::: Source text :::
However, human actions often involve complex interactions across several objects in the scene. These approaches ignore the fine-grained details of the scene and do not infer interactions between various objects in the video. For example, in the figure below, the two snapshots of video frames share similar background scene representations and the representations of the person, i.e. the difference between skiing and snowboarding is how the person interacts with ski and snowboard.

The difference between human actions is how human interacts with certain objects, instead of overly rely on scene representation. For instance, the two video frames have similar scene representation but their human activities are semantically different.

A question that naturally comes with the example above is that: can this problem be solved if machines can detect the objects that are being interacted with?

The answer is No, since there can be many different possible interactions between human and common objects. For instance, precisely distinguishing the differences between dribbling basketball, dunking basketball, and shooting basketball requires the model to identify how a basketball interacts with the player. Therefore, the goal of this work is not only to detect the objects being interacted with but also identify how they are being interacted with.

We want even more than detecting pairwise object interaction!

Typically, object interaction methods (in image domain) focus on pairwise interactions (left). In this work, we efficiently model the interactions between arbitrary subgroups of objects, in which we detect the inter-object relationships in one group and attentively select the objects with significant relationships (i.e. those that serve to improve action recognition or captioning in the end) (right). We define this interaction between various groups of selected object relationships as higher-order interactions.

We go beyond pairwise interactions to high-order interactions: interaction between groups of objects with inter-relationship.

Why are object interactions and temporal reasoning challenging?

We first define objects to be a certain regions in the scene that might be used to determine visual relationships and interactions. This can be a rigid object, person, or even regions from the background scene.

Unfortunately, we can only have features, not the classes of the objects

To understand the relationships/interactions between potential objects, ideally, we need to first identify what are these objects in the scene. Running the state-of-the-art object detectors will,  however, fail to successfully identify the objects because there exists a cross-domain problem. Furthermore, we are limited by the object classes that were pre-trained in a particular object detection dataset, e.g. 80 classes in MS-COCO. As a result, it is very likely that the detected objects are labeled as most common objects, like person and cars, or the object detector may miss a potential interest object completely just because it was not trained to detect it.

Our objective is to efficiently model the relationships/interactions between arbitrary (groups of) objects in space and integrate with temporal reasoning.

Limited by these constraints, we can only use the feature representations obtained by Region Proposal Network (RPN). Note that we do not track the corresponding object across time since linking objects through time can be computationally expensive and may not be suitable if the video sequence is long.

As a result, we have variable-lengths of object sets residing in a high-dimensional space that span across time. Our objective is to efficiently detect higher-order interactions from these rich yet unordered object representation sets across time.
:::
* **Written tasks**
(1) Do the following statements agree with the passage on object interactions in video? Answer yes or no for each, and quote the words of the passage that decide it.
(a) The approach tracks each object across time.
(b) The object detector is limited to the classes from its pre-training dataset.
(c) Detecting which objects are being interacted with is enough to solve the problem.
(2) Proceed with the passage on object interactions in video, picking up after its final sentence.
These records have no connection to the passage on object interactions in video.
::: Entries supplied :::
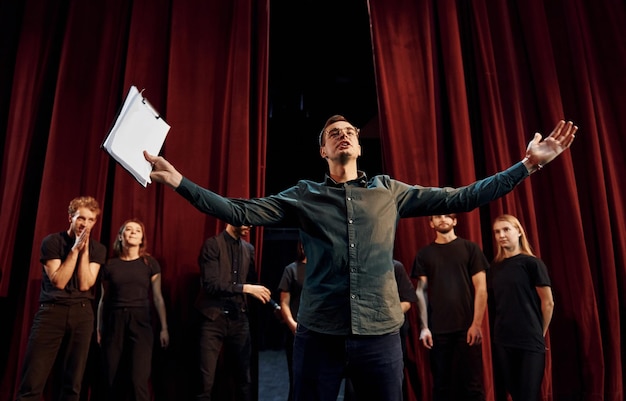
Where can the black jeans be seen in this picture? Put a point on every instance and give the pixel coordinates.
(373, 363)
(63, 330)
(232, 333)
(457, 368)
(127, 331)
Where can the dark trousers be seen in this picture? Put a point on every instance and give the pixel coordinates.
(57, 330)
(518, 371)
(289, 338)
(233, 334)
(373, 364)
(457, 368)
(127, 341)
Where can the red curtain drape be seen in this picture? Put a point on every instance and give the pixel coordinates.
(67, 65)
(462, 87)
:::
* **Task-by-task results**
(1)
(a) No: "Note that we do not track the corresponding object across time"
(b) Yes: "we are limited by the object classes that were pre-trained in a particular object detection dataset, e.g. 80 classes in MS-COCO"
(c) No: "The answer is No, since there can be many different possible interactions between human and common objects."

(2)
Recurrent Higher-Order Interaction (HOI)

Toward this end, we propose Recurrent Higher-Order Interaction module to dynamically select K groups of arbitrary objects with detected inter-object relationships via learnable attention mechanism. This attentive selection module uses the overall image context representation, the current set of (projected) objects, and previous object interactions to perform K attentive selections via efficient dot-product operations. The higher-order interaction between groups of selected objects is then modeled via concatenation and the following LSTM cell. Please refer to our paper for further details of the proposed method.

Our proposed Recurrent Higher-Order Interaction module dynamically selects K groups of arbitrary objects with detected inter-object relationships via learnable attention mechanism.

What objects and interactions are detected?

Given the nature of the proposed method in selecting the objects for detecting their interactions, we can qualitatively show what are the objects and their interaction that are detected when predicting human actions.

Qualitative analysis for action recognition on Kinetics: Tobogganing.

In the figure above, The top row indicates the original video frame with selected objects (ROIs). The edge of each bounding box of an object is weighted by their importance in making the correct action recognition. We can visualize the regions that the machine sees by setting the weights to the corresponding regions as the transparent ratio. The brighter the region is, the more important this region is. The 3rd row indicates the weight distribution of objects (30 objects in this example). The value in y-axis indicates the importance of a particular object.

In this figure, we show the proposed method correctly predicting Tobogganing.

Identifying Tobogganing essentially needs three elements: toboggan, snow scene, and a human sitting on top of the toboggan. The three key elements are accurately identified and their interactions are highlighted as we can see from t = 1 to t = 3. Note that the model is able to continue tracking the person and toboggan throughout the whole video, even though they appear extremely small towards the end of the video. We can also notice that our method completely ignore the background scene in the last several video frames as they are not informative since they can be easily confused by other 18 action classes involving snow and ice, e.g. Making snowman, Ski jumping, Skiing cross-country, Snowboarding, etc.

From Object interactions to video captioning

In the second part of the blog, we will discuss how the method proposed for modeling object interactions can be extended for generating a sentence description for a video.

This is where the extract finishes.